Exercise brief - Pick out every line in the records below that contains the word "river", and copy each one.
--- Start of Material supplied ---
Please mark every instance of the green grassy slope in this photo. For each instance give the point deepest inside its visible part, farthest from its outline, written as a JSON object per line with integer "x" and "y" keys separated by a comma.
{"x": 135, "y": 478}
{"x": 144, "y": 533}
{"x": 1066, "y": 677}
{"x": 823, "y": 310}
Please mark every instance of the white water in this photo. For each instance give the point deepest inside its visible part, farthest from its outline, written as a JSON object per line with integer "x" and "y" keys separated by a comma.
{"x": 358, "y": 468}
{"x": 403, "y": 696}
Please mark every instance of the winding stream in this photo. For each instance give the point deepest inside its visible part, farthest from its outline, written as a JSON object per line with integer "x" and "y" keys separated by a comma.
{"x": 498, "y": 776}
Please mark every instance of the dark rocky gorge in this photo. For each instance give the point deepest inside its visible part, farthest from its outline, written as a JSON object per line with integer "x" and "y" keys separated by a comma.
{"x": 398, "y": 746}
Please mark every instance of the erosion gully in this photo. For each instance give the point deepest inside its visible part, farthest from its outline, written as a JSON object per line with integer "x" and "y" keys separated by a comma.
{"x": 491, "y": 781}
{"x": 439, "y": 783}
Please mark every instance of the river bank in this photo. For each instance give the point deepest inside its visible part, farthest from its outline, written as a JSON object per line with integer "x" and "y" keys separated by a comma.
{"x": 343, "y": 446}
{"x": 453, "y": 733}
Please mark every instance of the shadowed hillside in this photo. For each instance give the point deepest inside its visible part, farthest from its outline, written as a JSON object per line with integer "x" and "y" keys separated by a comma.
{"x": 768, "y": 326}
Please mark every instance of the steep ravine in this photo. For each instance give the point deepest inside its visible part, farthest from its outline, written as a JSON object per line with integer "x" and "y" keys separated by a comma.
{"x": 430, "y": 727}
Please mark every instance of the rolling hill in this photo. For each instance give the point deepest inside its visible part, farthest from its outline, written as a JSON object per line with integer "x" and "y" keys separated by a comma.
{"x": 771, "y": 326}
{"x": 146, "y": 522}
--- End of Material supplied ---
--- Start of Material supplied ---
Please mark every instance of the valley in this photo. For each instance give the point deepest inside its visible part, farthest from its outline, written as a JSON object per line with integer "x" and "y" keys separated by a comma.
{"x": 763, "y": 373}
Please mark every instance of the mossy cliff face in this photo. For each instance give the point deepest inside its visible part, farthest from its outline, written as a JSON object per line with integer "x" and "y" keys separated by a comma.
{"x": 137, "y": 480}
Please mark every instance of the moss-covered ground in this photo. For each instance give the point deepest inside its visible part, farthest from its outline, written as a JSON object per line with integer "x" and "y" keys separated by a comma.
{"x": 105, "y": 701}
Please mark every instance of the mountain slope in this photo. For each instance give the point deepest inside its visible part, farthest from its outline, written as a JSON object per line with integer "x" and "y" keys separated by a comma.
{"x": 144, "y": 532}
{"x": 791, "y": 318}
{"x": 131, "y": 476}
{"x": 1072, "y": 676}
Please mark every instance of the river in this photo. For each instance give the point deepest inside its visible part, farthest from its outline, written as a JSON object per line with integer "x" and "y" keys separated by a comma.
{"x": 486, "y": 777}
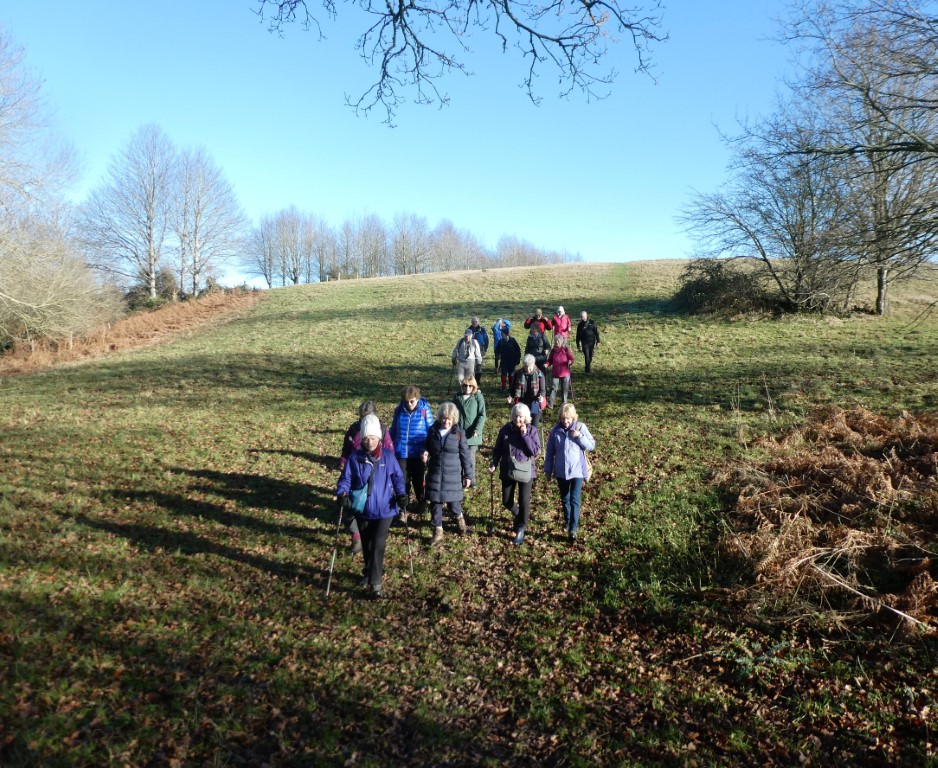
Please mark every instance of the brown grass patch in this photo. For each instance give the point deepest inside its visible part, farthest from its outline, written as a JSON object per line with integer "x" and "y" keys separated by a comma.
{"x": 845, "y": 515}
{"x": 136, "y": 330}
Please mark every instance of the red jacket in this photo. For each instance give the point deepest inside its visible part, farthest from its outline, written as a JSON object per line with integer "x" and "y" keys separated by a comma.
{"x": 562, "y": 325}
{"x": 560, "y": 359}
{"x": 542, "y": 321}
--- End of Material supplied ---
--- Start of Material supplied ---
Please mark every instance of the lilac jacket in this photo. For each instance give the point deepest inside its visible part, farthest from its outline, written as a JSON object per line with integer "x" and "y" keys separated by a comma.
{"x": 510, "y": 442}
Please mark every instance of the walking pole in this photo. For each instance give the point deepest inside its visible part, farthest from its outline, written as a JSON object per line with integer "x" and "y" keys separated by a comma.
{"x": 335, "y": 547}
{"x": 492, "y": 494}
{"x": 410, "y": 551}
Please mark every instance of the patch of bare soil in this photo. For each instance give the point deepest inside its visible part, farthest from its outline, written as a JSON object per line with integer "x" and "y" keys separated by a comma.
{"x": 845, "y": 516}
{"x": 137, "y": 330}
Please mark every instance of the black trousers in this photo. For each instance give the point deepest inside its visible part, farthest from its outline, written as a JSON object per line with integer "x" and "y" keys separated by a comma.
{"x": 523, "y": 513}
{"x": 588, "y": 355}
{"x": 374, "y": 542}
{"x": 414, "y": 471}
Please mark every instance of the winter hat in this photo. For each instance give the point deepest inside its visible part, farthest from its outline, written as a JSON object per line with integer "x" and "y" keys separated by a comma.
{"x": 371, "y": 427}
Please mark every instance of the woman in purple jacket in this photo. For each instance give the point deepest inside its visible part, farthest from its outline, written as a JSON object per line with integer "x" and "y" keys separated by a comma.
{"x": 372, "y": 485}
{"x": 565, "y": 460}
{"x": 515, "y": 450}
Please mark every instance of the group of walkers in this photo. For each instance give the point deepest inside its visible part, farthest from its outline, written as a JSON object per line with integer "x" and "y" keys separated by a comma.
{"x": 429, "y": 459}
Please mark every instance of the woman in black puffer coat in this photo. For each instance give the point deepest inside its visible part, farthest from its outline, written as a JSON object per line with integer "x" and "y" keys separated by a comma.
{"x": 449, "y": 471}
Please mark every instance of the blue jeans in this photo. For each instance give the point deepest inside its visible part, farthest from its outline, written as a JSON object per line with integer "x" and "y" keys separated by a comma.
--- End of Material supplied ---
Solution below -
Please mark every instance of the river bank in this photo. For each instance give the point deepest inside its visible part, farthest from its outline, written as a JSON object per line with integer "x" and "y" keys separated by a comma.
Please mark every instance of the river in this photo. For each instance give the point deepest inside its visible part, farthest from its outline, written as a JSON object per line with integer "x" and "y" keys separated by a comma.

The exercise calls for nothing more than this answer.